[WORK INSTRUCTION] All lines from the line containing "Target: military humvee" up to and including the last line of the listing below should be echoed exactly; no other lines belong in the response.
[[ DATA SUPPLIED open ]]
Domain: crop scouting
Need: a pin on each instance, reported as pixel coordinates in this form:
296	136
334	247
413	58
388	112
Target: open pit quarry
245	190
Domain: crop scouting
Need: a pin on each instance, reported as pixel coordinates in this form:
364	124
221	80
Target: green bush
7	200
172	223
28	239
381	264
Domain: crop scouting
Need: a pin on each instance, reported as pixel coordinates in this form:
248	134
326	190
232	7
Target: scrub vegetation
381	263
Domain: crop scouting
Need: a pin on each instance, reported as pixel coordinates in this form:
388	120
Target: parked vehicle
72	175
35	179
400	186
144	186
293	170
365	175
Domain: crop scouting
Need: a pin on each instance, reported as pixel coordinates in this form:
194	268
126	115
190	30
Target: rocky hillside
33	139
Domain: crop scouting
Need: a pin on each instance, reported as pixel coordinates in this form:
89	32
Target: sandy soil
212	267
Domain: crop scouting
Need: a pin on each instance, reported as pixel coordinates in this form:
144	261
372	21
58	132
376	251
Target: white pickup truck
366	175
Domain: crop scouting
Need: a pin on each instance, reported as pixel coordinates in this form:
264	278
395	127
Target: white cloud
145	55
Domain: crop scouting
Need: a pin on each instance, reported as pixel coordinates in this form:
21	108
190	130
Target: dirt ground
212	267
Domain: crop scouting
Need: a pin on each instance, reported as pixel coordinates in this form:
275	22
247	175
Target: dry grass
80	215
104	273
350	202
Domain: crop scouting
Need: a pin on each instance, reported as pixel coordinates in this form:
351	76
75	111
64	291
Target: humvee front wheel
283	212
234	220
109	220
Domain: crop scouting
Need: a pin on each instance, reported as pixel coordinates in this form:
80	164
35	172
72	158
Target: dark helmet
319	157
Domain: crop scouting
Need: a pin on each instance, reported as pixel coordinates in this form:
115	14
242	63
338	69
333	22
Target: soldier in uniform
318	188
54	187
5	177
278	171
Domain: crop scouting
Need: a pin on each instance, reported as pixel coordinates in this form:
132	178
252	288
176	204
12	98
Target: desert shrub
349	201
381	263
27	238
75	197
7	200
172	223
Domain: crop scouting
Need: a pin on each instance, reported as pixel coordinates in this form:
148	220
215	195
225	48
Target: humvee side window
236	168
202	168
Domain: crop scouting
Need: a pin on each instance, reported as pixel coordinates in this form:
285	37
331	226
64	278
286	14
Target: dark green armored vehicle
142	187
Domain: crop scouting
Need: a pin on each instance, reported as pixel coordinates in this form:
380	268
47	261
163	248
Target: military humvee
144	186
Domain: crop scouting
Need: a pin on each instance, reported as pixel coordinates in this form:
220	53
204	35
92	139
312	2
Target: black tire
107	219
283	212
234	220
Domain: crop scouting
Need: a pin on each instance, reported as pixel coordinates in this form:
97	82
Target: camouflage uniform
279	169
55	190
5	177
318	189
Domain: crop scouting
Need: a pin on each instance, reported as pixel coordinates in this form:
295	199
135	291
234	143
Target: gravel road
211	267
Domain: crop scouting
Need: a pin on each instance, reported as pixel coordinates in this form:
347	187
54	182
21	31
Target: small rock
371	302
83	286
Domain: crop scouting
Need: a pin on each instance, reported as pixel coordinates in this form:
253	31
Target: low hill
[[ DATA SUPPLIED closed ]]
[WRITTEN RESPONSE]
Target: military humvee
144	186
Domain: crop scouting
Need: a pin on each instance, reported as pixel coordinates in this form:
220	53
204	35
92	139
312	2
Target: black tire
107	219
283	212
234	220
Domain: crop scouting
Need: a pin on each instance, reported as pixel coordinates in this form:
97	82
Target: camouflage uniform
279	169
55	190
5	177
318	189
Domain: crop scouting
Need: a pin on each instance, reported as pixel coordinates in this form:
295	199
135	291
234	143
Target: gravel road
211	267
Domain: crop scouting
Need: a pin on each instance, reported as pixel coordinates in this form:
347	187
54	182
21	31
Target: small rock
371	302
83	286
Domain: crop scouting
Need: a pin on each instance, reported as pixel coordinates in this form:
253	31
Target: low hill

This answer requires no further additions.